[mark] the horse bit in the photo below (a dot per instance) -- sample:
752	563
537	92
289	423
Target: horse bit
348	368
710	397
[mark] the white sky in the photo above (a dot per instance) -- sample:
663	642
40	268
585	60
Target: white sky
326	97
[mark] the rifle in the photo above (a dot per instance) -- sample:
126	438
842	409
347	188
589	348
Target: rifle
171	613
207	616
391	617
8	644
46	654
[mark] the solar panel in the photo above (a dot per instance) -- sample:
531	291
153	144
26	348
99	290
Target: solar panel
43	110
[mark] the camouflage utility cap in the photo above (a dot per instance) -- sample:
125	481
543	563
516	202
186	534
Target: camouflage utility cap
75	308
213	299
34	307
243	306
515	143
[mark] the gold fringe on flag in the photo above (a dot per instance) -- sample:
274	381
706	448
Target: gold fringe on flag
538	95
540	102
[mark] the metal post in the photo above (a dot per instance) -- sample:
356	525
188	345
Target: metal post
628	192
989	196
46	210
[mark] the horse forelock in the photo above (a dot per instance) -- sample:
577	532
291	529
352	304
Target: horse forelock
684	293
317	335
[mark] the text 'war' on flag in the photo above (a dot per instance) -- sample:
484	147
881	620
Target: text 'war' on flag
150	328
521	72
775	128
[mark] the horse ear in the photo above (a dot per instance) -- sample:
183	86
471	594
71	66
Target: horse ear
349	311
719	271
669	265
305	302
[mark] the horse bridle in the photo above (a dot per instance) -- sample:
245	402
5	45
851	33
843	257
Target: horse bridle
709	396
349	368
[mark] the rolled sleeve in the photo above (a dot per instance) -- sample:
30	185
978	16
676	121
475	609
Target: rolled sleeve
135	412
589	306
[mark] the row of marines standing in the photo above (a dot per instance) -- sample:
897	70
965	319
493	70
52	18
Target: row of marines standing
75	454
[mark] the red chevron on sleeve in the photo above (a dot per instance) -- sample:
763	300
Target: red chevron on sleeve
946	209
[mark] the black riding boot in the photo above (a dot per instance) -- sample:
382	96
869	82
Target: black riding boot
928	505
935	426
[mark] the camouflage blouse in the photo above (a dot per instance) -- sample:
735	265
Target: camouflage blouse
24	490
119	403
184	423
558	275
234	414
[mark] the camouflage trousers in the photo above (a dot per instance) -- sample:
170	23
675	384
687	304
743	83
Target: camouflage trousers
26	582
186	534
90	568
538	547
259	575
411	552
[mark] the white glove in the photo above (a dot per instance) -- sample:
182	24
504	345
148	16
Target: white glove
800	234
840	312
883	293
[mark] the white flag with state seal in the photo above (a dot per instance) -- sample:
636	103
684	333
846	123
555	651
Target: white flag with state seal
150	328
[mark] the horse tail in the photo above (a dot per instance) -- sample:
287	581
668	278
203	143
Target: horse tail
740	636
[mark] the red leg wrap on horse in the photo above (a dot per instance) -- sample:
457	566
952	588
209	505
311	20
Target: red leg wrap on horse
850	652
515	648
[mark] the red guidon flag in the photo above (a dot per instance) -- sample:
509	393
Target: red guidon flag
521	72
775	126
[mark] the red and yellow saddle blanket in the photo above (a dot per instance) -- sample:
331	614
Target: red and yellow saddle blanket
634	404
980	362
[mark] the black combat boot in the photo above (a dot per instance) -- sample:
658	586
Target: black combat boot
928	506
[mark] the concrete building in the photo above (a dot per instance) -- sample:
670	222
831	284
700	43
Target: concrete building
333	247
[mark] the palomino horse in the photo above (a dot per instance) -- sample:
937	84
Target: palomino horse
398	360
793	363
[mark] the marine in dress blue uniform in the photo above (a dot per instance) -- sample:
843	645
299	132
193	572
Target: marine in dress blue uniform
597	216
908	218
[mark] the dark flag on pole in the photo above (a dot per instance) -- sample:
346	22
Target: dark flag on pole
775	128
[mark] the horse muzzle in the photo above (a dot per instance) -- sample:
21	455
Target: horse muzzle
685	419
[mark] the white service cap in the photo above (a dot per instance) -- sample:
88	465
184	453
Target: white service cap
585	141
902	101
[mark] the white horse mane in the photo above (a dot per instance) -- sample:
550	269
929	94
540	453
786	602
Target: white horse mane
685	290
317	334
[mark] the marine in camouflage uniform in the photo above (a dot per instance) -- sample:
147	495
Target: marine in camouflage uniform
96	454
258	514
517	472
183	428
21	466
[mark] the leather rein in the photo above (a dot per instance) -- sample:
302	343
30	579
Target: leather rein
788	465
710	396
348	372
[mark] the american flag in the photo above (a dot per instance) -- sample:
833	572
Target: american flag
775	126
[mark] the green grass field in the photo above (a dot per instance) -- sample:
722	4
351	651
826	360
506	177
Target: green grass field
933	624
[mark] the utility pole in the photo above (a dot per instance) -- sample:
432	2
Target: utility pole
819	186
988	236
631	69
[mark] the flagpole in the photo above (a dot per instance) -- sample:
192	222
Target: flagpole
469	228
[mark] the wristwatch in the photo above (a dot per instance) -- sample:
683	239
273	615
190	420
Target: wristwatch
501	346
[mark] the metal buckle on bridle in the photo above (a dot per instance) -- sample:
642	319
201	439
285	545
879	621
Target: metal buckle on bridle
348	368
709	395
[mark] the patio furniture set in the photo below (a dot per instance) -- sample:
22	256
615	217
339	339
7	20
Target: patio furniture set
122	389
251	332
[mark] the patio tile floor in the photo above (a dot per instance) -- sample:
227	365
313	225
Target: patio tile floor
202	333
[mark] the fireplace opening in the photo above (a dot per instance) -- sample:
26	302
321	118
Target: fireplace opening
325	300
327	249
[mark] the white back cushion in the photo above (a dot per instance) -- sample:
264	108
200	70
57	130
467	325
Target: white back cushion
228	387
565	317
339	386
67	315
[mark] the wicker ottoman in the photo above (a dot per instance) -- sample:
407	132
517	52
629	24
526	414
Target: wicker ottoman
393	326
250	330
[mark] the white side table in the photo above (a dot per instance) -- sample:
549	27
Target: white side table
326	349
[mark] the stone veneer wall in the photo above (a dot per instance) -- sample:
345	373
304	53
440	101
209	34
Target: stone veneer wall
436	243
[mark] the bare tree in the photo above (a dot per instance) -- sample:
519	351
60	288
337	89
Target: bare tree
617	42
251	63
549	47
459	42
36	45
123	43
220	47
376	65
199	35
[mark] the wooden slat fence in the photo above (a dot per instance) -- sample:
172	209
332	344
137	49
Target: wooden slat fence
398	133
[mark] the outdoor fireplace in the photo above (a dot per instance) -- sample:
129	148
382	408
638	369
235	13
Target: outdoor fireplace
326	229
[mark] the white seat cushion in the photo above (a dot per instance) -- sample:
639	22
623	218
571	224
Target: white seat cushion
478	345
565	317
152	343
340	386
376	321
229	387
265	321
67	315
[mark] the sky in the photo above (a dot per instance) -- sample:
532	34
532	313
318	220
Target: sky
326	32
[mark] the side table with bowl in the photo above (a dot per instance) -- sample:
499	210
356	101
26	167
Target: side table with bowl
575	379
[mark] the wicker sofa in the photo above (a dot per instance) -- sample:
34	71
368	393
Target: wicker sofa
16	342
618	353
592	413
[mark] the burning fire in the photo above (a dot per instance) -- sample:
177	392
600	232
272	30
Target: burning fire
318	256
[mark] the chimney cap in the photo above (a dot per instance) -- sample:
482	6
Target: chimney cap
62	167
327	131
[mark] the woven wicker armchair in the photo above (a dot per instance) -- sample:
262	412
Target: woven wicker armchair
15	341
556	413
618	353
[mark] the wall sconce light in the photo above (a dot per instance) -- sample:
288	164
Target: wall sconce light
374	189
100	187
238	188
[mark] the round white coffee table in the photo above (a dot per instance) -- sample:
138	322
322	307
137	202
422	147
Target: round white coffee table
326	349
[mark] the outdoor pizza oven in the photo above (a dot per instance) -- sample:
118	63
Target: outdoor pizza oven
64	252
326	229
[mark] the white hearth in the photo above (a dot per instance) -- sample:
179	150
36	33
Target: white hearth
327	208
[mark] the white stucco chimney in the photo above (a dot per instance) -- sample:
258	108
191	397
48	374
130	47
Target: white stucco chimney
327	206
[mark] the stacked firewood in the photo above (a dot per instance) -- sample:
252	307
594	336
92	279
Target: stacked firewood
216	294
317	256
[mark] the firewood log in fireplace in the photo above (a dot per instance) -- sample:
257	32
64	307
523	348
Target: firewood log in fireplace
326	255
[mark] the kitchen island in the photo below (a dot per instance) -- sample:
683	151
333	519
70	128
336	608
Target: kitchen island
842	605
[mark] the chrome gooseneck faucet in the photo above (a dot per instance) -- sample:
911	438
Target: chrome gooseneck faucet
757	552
--- --- ---
→ **What to do**
Could you reproduce, character for character, the stretch of the listing above from the line containing "[mark] the firewood" through the end of the listing, including that first line?

→ **Response below**
[mark] the firewood log in fireplace in the photo above (a dot per instance) -- sample:
257	32
64	307
523	348
Target: firewood log in fireplace
326	255
[mark] the kitchen island in the photo below (a dot per instance) -- sample:
683	151
333	519
70	128
336	608
Target: kitchen island
842	605
[mark] the chrome gooseneck faucet in the photo above (a dot per instance) -- sample:
911	438
Target: chrome gooseneck faucet
757	552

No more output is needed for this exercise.